● **Given records**:
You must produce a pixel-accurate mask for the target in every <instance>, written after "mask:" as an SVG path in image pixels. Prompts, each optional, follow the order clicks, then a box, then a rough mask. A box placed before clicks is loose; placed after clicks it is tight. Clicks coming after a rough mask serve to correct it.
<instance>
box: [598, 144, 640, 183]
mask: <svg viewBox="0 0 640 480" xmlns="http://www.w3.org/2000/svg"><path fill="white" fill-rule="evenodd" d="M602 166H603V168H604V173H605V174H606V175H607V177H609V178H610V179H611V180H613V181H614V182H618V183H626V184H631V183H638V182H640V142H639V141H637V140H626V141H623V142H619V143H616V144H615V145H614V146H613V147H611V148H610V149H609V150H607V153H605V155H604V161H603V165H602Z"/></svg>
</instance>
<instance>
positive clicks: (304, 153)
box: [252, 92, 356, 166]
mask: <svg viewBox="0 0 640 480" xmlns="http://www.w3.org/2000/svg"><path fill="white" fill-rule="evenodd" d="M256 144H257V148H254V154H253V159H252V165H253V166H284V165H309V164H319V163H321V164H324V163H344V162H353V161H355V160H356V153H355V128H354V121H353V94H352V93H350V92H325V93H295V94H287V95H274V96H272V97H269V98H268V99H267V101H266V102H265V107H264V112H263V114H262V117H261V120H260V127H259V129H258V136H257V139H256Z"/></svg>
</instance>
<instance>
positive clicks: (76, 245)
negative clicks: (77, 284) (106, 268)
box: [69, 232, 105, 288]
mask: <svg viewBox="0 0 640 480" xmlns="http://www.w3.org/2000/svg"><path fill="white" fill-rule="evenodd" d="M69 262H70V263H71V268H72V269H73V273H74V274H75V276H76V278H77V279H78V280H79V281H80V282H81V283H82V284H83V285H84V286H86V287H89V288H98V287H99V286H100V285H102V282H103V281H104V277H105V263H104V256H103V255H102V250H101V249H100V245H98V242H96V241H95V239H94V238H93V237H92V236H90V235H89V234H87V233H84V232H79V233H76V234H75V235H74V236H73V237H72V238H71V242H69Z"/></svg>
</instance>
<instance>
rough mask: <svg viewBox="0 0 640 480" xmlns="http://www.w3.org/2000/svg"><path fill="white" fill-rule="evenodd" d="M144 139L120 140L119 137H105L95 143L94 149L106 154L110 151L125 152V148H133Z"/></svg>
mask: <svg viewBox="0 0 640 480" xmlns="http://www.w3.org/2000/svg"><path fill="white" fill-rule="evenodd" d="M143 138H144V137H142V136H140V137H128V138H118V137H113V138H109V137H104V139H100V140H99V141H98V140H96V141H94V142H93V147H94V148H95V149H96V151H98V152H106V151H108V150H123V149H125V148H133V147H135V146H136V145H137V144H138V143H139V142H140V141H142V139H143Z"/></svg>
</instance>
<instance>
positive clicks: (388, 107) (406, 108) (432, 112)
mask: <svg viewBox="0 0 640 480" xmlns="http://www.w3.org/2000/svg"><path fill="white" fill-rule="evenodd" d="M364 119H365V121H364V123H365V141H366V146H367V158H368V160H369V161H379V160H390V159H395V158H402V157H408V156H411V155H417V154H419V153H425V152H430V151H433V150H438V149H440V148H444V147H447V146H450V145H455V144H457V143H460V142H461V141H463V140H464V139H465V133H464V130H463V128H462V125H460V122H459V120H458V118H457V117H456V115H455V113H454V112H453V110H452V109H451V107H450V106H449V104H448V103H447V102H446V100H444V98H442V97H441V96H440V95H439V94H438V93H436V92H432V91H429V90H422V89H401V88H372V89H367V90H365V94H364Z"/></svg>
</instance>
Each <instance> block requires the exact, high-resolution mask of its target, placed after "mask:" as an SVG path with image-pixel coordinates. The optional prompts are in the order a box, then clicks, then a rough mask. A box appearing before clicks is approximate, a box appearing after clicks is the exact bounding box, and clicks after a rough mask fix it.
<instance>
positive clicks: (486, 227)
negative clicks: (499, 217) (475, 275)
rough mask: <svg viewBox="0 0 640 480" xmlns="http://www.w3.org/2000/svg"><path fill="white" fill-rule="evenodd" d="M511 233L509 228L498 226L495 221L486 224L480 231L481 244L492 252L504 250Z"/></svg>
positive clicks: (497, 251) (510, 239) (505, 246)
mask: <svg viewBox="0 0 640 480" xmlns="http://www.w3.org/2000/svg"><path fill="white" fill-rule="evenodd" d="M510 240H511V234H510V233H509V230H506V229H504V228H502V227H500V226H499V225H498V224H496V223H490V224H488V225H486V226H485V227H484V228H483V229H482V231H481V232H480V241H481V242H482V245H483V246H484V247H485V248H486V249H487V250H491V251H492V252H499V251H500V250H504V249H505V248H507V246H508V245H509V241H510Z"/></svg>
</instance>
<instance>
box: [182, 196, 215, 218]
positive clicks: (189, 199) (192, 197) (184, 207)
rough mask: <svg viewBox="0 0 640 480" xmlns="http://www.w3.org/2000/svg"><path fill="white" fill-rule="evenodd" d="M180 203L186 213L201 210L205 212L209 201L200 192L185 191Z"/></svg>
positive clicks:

● **Task directions**: Your answer should consist of the material above, written out word for word.

● **Written reply**:
You must produce a pixel-accurate mask for the target in every <instance>, written after "mask:" as an SVG path in image pixels. Prompts, each optional, follow the order clicks, then a box, then a rough mask. A box placed before clicks is loose; placed after clicks it is tight. Clicks coming after a rough mask serve to correct it.
<instance>
box: [598, 144, 640, 183]
mask: <svg viewBox="0 0 640 480" xmlns="http://www.w3.org/2000/svg"><path fill="white" fill-rule="evenodd" d="M602 166H603V168H604V173H605V174H606V175H607V177H609V178H610V179H611V180H613V181H614V182H618V183H626V184H631V183H638V182H640V142H639V141H637V140H626V141H623V142H619V143H616V144H615V145H614V146H613V147H611V148H610V149H609V150H607V153H605V155H604V161H603V165H602Z"/></svg>
</instance>
<instance>
positive clicks: (304, 153)
box: [252, 92, 356, 166]
mask: <svg viewBox="0 0 640 480" xmlns="http://www.w3.org/2000/svg"><path fill="white" fill-rule="evenodd" d="M256 144H257V148H254V154H253V159H252V165H253V166H284V165H309V164H319V163H321V164H324V163H344V162H353V161H355V160H356V153H355V128H354V121H353V94H352V93H350V92H325V93H295V94H287V95H274V96H272V97H269V98H268V99H267V101H266V102H265V107H264V112H263V114H262V117H261V120H260V127H259V129H258V136H257V139H256Z"/></svg>
</instance>
<instance>
positive clicks: (76, 245)
negative clicks: (77, 284) (106, 268)
box: [69, 232, 105, 288]
mask: <svg viewBox="0 0 640 480" xmlns="http://www.w3.org/2000/svg"><path fill="white" fill-rule="evenodd" d="M69 262H70V263H71V268H72V269H73V273H74V274H75V276H76V278H77V279H78V280H79V281H80V282H81V283H82V284H83V285H84V286H86V287H89V288H98V287H99V286H100V285H102V282H103V281H104V277H105V263H104V256H103V255H102V250H101V249H100V245H98V242H96V241H95V239H94V238H93V237H92V236H90V235H89V234H87V233H84V232H79V233H76V234H75V235H74V236H73V237H72V238H71V242H69Z"/></svg>
</instance>
<instance>
rough mask: <svg viewBox="0 0 640 480" xmlns="http://www.w3.org/2000/svg"><path fill="white" fill-rule="evenodd" d="M144 139L120 140L119 137H105L95 143L94 149L106 154L110 151L125 152V148H133Z"/></svg>
mask: <svg viewBox="0 0 640 480" xmlns="http://www.w3.org/2000/svg"><path fill="white" fill-rule="evenodd" d="M143 138H144V137H142V136H140V137H128V138H118V137H113V138H109V137H104V139H100V140H99V141H98V140H96V141H94V142H93V147H94V148H95V149H96V151H98V152H106V151H108V150H123V149H125V148H133V147H135V146H136V145H137V144H138V143H139V142H140V141H142V139H143Z"/></svg>
</instance>
<instance>
positive clicks: (388, 107) (406, 108) (432, 112)
mask: <svg viewBox="0 0 640 480" xmlns="http://www.w3.org/2000/svg"><path fill="white" fill-rule="evenodd" d="M364 119H365V121H364V123H365V141H366V146H367V158H368V160H369V161H379V160H390V159H395V158H402V157H408V156H411V155H417V154H419V153H425V152H430V151H433V150H438V149H440V148H444V147H447V146H450V145H455V144H457V143H460V142H461V141H463V140H464V139H465V133H464V130H463V128H462V125H460V122H459V120H458V118H457V117H456V115H455V113H454V112H453V110H452V109H451V107H450V106H449V104H448V103H447V102H446V100H444V98H442V97H441V96H440V95H439V94H438V93H436V92H432V91H429V90H422V89H401V88H372V89H367V90H365V94H364Z"/></svg>
</instance>
Each <instance> block requires the exact, high-resolution mask of its target, placed after "mask:" as an SVG path with image-pixel coordinates. The optional prompts are in the order a box, then clicks, then a rough mask. A box appearing before clicks is approximate, a box appearing after clicks is the exact bounding box, and clicks after a rough mask fix it.
<instance>
positive clicks: (486, 227)
negative clicks: (499, 217) (475, 275)
rough mask: <svg viewBox="0 0 640 480" xmlns="http://www.w3.org/2000/svg"><path fill="white" fill-rule="evenodd" d="M511 233L509 228L498 226L495 221L486 224L480 231L481 244L492 252L504 250Z"/></svg>
positive clicks: (497, 251) (510, 239) (505, 246)
mask: <svg viewBox="0 0 640 480" xmlns="http://www.w3.org/2000/svg"><path fill="white" fill-rule="evenodd" d="M510 240H511V234H510V233H509V230H506V229H504V228H502V227H500V226H499V225H498V224H496V223H490V224H488V225H486V226H485V227H484V228H483V229H482V231H481V232H480V241H481V242H482V245H483V246H484V247H485V248H486V249H487V250H491V251H492V252H499V251H500V250H504V249H505V248H507V246H508V245H509V241H510Z"/></svg>
</instance>
<instance>
box: [182, 196, 215, 218]
positive clicks: (189, 199) (192, 197) (184, 207)
rough mask: <svg viewBox="0 0 640 480" xmlns="http://www.w3.org/2000/svg"><path fill="white" fill-rule="evenodd" d="M180 203L186 213L201 210L205 212L209 201L200 192L185 191Z"/></svg>
positive clicks:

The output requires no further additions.